### TASK PROMPT:
List each line of the records below that contains the string "woman". Matching is case-sensitive.

(Extracted records)
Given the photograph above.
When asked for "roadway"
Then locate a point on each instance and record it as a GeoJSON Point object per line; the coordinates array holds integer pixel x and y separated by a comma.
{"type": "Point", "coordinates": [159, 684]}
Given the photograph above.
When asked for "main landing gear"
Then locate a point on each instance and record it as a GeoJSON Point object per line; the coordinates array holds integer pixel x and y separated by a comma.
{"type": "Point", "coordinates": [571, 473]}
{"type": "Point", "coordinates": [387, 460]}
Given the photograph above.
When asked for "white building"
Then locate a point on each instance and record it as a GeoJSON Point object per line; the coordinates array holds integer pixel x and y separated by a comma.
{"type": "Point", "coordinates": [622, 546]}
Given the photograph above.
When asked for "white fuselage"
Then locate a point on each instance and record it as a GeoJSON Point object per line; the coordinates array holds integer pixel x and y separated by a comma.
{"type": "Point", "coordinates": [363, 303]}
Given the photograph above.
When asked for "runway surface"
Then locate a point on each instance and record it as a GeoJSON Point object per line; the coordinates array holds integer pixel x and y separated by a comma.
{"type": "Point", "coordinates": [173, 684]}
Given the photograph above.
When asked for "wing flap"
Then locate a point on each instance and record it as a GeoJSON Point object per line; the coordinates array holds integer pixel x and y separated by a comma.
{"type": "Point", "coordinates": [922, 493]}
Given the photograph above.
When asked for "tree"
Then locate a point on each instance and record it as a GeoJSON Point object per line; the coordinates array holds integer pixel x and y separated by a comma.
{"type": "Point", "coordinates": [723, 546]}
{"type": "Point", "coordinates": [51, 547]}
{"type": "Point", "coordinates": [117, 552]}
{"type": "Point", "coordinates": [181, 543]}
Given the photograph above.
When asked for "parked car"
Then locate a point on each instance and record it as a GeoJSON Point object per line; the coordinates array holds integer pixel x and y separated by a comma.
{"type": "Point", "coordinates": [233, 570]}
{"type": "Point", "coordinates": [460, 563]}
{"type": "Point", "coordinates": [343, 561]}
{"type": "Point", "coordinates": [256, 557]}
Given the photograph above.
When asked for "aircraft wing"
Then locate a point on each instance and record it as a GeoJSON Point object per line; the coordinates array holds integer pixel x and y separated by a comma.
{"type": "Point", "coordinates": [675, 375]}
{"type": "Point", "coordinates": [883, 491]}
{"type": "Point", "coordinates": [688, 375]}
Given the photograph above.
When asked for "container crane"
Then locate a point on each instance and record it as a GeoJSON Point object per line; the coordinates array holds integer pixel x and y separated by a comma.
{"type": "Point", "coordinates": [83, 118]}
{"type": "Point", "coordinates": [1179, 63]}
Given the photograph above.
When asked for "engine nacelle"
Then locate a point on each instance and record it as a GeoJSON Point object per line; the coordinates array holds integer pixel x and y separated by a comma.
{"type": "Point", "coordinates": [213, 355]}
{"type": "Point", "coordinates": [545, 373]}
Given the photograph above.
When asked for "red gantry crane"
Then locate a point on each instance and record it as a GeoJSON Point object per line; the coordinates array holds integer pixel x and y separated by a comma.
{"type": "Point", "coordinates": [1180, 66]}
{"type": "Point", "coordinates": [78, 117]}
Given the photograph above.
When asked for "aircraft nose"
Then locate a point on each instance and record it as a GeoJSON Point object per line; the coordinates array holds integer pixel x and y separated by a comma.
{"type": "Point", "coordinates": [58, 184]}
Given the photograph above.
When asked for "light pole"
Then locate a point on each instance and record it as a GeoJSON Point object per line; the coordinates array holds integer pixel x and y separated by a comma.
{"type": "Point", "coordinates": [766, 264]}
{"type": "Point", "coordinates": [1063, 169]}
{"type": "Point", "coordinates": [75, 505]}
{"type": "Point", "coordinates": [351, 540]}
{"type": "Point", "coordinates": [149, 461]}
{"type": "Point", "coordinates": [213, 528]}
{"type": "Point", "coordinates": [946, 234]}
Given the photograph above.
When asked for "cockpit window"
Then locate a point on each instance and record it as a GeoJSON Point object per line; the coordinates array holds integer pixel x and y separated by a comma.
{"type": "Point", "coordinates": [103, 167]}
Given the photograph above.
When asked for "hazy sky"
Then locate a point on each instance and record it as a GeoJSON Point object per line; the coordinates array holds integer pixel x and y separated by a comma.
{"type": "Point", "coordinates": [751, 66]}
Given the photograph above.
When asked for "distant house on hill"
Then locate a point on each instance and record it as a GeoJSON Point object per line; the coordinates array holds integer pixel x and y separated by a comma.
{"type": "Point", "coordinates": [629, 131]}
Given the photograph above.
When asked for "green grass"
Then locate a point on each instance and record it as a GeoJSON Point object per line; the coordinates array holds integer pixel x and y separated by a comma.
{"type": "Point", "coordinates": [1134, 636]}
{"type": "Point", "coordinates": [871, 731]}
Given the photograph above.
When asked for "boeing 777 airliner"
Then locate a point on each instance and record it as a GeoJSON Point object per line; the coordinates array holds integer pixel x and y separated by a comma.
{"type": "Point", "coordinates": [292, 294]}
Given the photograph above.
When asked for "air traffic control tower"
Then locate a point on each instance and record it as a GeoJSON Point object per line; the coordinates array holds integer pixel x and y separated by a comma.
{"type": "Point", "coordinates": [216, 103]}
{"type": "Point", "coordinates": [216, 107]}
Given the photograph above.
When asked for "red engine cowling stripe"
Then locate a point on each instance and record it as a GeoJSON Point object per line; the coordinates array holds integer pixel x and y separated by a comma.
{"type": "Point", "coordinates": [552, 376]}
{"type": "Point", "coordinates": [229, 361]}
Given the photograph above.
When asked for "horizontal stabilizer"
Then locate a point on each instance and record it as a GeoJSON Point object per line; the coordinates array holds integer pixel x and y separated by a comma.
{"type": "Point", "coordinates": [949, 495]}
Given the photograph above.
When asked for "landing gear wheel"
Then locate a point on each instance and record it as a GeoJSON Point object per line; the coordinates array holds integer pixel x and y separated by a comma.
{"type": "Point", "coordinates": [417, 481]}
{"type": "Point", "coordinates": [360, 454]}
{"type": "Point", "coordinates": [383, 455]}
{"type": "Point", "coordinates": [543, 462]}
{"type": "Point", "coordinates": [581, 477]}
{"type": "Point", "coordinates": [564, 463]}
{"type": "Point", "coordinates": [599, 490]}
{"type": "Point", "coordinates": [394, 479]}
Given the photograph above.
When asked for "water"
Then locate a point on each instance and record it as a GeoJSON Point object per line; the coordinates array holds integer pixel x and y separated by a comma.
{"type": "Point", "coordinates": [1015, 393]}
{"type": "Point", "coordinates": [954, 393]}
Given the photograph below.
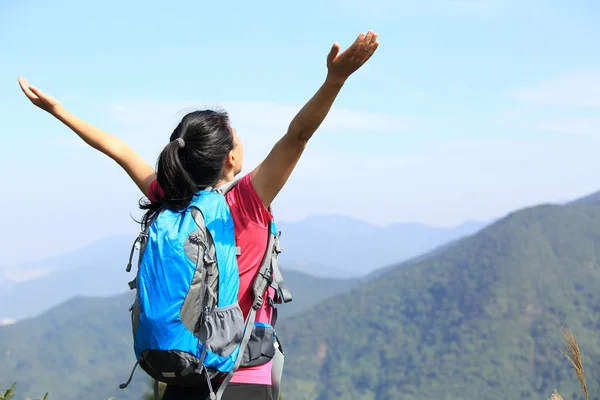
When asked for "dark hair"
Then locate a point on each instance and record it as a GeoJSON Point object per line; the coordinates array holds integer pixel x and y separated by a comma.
{"type": "Point", "coordinates": [193, 160]}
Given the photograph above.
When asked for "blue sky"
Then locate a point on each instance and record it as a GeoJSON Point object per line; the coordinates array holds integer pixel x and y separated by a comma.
{"type": "Point", "coordinates": [468, 110]}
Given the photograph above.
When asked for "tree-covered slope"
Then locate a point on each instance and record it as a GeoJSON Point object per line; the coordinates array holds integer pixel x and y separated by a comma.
{"type": "Point", "coordinates": [479, 321]}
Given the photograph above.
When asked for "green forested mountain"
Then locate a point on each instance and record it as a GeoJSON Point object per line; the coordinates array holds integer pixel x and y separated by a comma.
{"type": "Point", "coordinates": [479, 321]}
{"type": "Point", "coordinates": [82, 349]}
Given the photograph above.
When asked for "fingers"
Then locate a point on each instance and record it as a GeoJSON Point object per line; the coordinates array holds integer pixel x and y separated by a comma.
{"type": "Point", "coordinates": [37, 91]}
{"type": "Point", "coordinates": [26, 88]}
{"type": "Point", "coordinates": [371, 45]}
{"type": "Point", "coordinates": [335, 49]}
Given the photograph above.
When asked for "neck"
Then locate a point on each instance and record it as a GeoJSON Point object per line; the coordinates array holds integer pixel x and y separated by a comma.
{"type": "Point", "coordinates": [225, 179]}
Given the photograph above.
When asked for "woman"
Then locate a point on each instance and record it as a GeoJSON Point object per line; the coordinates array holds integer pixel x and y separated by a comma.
{"type": "Point", "coordinates": [205, 151]}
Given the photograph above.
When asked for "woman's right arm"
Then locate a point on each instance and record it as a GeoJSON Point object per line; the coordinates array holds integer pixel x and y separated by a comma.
{"type": "Point", "coordinates": [136, 167]}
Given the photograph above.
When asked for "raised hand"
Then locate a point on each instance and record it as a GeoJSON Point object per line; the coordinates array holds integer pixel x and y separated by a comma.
{"type": "Point", "coordinates": [39, 98]}
{"type": "Point", "coordinates": [341, 65]}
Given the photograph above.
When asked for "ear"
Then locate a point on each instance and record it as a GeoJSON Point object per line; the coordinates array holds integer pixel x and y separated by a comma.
{"type": "Point", "coordinates": [230, 161]}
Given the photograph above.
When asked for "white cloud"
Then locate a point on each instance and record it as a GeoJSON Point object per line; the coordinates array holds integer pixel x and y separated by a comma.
{"type": "Point", "coordinates": [25, 274]}
{"type": "Point", "coordinates": [572, 126]}
{"type": "Point", "coordinates": [572, 90]}
{"type": "Point", "coordinates": [7, 321]}
{"type": "Point", "coordinates": [473, 8]}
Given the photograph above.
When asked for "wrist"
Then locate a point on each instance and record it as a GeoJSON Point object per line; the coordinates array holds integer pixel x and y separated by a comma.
{"type": "Point", "coordinates": [332, 79]}
{"type": "Point", "coordinates": [58, 111]}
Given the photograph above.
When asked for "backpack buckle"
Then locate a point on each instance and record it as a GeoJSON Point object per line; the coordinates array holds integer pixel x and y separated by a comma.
{"type": "Point", "coordinates": [258, 302]}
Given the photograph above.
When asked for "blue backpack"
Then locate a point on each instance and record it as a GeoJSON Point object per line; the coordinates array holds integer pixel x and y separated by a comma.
{"type": "Point", "coordinates": [188, 329]}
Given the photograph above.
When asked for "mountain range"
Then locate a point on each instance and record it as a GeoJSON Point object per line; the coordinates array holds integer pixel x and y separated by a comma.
{"type": "Point", "coordinates": [478, 318]}
{"type": "Point", "coordinates": [99, 269]}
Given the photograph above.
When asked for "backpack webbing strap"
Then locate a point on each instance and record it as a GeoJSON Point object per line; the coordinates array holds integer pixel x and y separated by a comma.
{"type": "Point", "coordinates": [279, 285]}
{"type": "Point", "coordinates": [156, 396]}
{"type": "Point", "coordinates": [277, 370]}
{"type": "Point", "coordinates": [247, 333]}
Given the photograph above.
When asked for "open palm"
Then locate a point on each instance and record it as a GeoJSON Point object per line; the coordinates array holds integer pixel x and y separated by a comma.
{"type": "Point", "coordinates": [342, 65]}
{"type": "Point", "coordinates": [37, 97]}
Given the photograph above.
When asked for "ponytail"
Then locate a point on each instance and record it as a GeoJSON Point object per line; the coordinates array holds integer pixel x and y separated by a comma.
{"type": "Point", "coordinates": [193, 160]}
{"type": "Point", "coordinates": [177, 185]}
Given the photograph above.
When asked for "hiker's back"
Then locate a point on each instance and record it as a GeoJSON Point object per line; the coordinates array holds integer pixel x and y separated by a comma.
{"type": "Point", "coordinates": [194, 301]}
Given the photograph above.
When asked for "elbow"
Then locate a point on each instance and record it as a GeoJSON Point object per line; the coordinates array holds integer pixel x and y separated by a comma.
{"type": "Point", "coordinates": [300, 133]}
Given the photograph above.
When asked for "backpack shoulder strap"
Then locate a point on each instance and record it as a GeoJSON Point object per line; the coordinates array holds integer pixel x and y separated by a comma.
{"type": "Point", "coordinates": [224, 188]}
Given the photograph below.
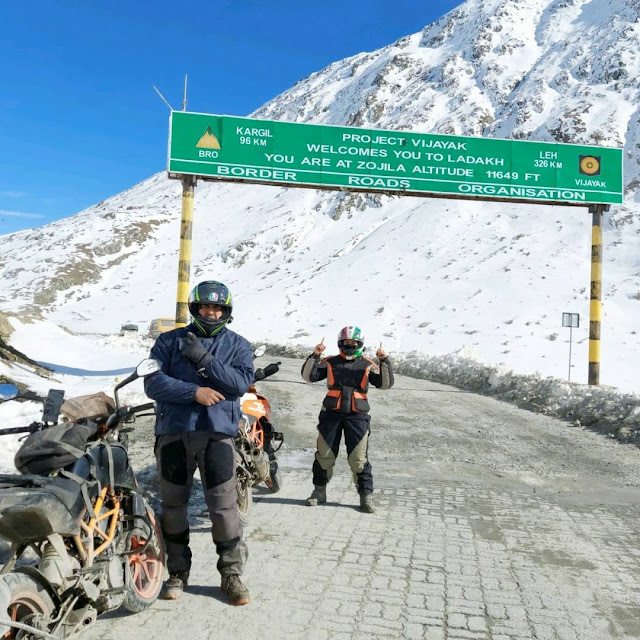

### RESPONSE FOR THIS EXERCISE:
When asked for "woman"
When asked for "woman's right arm"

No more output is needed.